*PROBLEM REQUIREMENTS:*
Could you quote, exactly as they stand, the lines running from the one with "280L585 270L569 265L561" to the final line of the material?

Start of Block

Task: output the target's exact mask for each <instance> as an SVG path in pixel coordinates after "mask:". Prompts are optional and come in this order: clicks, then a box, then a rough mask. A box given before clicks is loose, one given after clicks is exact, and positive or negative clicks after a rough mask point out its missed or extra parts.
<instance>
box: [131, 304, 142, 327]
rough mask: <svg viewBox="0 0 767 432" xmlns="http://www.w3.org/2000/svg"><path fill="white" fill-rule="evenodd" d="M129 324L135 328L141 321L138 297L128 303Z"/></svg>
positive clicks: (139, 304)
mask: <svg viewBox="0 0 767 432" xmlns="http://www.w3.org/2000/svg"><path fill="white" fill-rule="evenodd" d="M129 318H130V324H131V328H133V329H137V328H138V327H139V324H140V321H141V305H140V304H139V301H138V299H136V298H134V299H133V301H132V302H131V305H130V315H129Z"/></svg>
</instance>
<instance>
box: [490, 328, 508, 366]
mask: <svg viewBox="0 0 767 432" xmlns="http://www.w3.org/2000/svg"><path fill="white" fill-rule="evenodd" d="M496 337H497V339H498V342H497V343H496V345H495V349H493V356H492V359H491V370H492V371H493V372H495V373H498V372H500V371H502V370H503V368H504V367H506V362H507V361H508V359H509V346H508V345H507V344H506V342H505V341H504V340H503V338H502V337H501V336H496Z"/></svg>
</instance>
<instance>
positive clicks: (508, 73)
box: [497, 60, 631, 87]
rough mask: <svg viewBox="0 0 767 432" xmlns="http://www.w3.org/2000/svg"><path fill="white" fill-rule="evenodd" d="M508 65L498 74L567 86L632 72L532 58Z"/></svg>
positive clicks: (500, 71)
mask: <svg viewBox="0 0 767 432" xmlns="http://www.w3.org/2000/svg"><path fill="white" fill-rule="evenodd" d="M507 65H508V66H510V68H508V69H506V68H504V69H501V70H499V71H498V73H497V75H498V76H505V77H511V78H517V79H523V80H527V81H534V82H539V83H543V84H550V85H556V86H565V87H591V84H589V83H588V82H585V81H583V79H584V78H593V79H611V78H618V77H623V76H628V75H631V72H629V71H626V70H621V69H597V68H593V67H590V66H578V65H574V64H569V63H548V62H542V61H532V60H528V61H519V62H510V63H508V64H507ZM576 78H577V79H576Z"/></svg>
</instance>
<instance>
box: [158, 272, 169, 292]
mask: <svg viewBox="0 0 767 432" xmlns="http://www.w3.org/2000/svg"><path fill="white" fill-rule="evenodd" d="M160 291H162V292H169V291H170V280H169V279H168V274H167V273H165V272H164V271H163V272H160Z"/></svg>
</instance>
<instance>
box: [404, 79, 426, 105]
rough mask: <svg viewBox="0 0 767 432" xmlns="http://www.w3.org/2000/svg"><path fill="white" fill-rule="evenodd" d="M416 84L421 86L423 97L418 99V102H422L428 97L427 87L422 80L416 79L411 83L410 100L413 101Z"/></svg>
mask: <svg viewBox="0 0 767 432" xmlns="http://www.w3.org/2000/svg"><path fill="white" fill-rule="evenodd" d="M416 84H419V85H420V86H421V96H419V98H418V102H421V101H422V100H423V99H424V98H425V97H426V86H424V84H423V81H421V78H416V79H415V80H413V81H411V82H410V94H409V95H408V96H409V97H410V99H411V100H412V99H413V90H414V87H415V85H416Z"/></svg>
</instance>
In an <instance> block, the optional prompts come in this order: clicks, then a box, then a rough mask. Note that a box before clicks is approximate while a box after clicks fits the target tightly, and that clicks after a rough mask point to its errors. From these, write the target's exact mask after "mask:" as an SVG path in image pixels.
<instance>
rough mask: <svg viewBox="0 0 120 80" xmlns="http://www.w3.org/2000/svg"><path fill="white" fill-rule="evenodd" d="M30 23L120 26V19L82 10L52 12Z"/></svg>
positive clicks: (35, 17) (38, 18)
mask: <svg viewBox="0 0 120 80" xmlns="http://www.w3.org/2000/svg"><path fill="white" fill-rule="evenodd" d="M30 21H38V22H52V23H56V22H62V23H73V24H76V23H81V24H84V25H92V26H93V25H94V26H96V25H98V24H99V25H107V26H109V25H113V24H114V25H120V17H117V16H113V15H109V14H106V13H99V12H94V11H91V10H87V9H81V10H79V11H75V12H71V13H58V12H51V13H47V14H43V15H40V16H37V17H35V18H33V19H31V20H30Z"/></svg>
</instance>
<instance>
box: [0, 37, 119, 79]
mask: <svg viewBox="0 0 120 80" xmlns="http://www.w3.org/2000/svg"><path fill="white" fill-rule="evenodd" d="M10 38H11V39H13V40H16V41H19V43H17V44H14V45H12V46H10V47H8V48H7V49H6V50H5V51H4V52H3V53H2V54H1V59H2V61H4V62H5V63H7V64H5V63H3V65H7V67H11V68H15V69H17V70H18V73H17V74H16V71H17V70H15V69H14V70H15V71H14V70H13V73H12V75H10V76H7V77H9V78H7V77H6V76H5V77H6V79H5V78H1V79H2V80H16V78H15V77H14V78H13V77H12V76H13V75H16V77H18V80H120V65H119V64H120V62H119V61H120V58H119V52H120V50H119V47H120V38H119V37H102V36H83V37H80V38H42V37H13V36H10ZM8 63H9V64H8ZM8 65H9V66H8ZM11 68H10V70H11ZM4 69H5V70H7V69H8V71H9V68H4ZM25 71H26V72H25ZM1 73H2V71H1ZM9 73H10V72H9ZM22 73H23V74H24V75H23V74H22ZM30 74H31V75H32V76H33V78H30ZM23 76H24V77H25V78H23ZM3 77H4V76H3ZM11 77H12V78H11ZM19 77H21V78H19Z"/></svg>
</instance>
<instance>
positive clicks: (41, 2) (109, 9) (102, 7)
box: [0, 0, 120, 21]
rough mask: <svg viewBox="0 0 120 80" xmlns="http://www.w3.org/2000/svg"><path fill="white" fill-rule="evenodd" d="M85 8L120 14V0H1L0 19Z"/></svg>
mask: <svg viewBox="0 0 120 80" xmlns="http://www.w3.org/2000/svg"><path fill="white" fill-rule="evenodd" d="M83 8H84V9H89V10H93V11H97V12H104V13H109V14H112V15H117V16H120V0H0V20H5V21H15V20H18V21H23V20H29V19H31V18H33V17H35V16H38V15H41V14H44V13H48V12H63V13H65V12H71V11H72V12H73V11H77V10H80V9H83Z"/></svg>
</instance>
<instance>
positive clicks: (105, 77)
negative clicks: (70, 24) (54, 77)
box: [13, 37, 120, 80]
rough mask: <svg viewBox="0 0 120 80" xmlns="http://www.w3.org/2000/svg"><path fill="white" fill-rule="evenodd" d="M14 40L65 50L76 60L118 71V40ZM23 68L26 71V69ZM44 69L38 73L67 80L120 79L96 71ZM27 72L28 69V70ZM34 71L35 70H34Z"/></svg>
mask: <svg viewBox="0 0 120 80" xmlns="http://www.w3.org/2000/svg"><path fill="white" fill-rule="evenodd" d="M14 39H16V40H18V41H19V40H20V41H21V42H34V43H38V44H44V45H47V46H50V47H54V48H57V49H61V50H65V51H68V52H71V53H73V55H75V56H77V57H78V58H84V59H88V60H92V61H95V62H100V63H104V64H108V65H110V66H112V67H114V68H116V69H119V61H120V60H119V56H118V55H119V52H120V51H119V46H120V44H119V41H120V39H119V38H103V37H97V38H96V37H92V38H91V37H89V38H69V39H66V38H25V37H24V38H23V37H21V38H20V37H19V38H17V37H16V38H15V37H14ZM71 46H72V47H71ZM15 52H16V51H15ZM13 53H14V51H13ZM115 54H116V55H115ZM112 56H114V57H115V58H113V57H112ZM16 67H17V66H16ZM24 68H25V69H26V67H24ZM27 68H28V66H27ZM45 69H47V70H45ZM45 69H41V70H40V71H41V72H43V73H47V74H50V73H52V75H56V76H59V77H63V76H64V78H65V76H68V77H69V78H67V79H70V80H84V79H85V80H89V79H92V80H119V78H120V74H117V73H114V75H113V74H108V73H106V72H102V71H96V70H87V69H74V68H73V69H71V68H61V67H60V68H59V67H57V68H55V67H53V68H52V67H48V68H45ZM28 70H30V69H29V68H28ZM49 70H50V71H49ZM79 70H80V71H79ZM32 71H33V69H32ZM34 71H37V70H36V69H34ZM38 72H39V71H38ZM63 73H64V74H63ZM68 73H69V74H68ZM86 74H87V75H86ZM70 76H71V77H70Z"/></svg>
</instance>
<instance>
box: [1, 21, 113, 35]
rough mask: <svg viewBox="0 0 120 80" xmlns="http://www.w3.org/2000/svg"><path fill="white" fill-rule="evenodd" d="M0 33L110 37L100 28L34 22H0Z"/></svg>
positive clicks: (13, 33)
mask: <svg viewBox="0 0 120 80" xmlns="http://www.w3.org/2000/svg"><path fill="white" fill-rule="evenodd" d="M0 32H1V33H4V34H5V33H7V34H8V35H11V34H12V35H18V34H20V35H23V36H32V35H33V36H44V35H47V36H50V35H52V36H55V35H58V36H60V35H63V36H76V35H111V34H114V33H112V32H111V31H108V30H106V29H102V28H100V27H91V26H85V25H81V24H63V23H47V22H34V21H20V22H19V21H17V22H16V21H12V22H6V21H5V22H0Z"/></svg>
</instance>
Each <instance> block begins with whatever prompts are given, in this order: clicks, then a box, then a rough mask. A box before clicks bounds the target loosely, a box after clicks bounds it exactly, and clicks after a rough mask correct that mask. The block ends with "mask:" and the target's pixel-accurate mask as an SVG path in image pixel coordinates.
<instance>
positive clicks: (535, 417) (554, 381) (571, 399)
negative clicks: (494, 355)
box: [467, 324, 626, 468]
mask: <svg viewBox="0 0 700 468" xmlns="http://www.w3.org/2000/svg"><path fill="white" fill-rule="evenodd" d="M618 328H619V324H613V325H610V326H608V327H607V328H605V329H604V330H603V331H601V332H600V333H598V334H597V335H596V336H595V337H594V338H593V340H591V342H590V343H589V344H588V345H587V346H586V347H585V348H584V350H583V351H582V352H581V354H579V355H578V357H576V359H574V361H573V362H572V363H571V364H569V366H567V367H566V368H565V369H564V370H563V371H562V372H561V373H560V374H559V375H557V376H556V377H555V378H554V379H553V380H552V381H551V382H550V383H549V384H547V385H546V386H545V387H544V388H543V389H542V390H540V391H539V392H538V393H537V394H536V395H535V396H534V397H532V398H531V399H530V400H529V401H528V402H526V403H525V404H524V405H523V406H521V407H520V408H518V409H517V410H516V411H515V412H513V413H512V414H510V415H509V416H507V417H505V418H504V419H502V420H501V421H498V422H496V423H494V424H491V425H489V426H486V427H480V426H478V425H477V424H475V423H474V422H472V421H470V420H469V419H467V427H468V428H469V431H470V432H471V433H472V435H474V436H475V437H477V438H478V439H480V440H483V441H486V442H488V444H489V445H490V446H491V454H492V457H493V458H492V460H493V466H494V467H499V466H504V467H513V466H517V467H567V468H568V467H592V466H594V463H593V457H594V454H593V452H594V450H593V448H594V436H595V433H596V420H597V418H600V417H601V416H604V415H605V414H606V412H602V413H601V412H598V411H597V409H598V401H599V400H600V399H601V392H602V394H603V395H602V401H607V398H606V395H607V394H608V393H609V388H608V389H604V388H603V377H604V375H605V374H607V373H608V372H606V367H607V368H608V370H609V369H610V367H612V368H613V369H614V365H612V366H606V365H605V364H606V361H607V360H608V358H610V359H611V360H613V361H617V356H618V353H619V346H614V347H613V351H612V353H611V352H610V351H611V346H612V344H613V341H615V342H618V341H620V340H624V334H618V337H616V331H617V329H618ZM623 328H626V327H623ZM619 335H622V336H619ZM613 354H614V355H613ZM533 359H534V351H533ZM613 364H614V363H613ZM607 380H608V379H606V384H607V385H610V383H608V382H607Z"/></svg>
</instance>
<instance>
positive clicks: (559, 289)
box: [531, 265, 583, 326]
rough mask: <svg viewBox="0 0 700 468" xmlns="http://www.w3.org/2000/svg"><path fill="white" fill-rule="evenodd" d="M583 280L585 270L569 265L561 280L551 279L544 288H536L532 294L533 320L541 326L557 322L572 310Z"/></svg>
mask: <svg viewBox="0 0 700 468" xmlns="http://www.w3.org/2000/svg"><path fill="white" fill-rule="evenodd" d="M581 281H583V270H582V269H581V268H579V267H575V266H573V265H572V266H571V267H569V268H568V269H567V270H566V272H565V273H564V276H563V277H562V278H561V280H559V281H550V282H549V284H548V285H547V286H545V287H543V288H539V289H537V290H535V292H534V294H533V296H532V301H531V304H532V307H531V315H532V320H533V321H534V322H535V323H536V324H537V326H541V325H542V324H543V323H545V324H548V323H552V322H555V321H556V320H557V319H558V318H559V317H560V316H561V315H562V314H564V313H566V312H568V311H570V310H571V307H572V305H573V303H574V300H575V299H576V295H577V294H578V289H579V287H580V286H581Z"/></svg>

End of Block

*WRITTEN RESPONSE:*
rough mask: <svg viewBox="0 0 700 468" xmlns="http://www.w3.org/2000/svg"><path fill="white" fill-rule="evenodd" d="M583 280L585 270L569 265L561 280L551 279L544 288H536L532 294L533 320L541 326L557 322L572 310Z"/></svg>
mask: <svg viewBox="0 0 700 468" xmlns="http://www.w3.org/2000/svg"><path fill="white" fill-rule="evenodd" d="M581 281H583V270H582V269H581V268H579V267H575V266H573V265H572V266H571V267H569V268H568V269H567V270H566V272H565V273H564V276H563V277H562V278H561V280H559V281H550V282H549V284H548V285H547V286H545V287H543V288H539V289H537V290H535V292H534V294H533V296H532V301H531V304H532V307H531V315H532V320H533V321H534V322H535V323H536V324H537V326H541V325H542V324H543V323H545V324H548V323H552V322H555V321H556V320H557V319H558V318H559V317H560V316H561V315H562V314H564V313H566V312H568V311H570V310H571V307H572V305H573V303H574V300H575V299H576V295H577V294H578V289H579V287H580V286H581Z"/></svg>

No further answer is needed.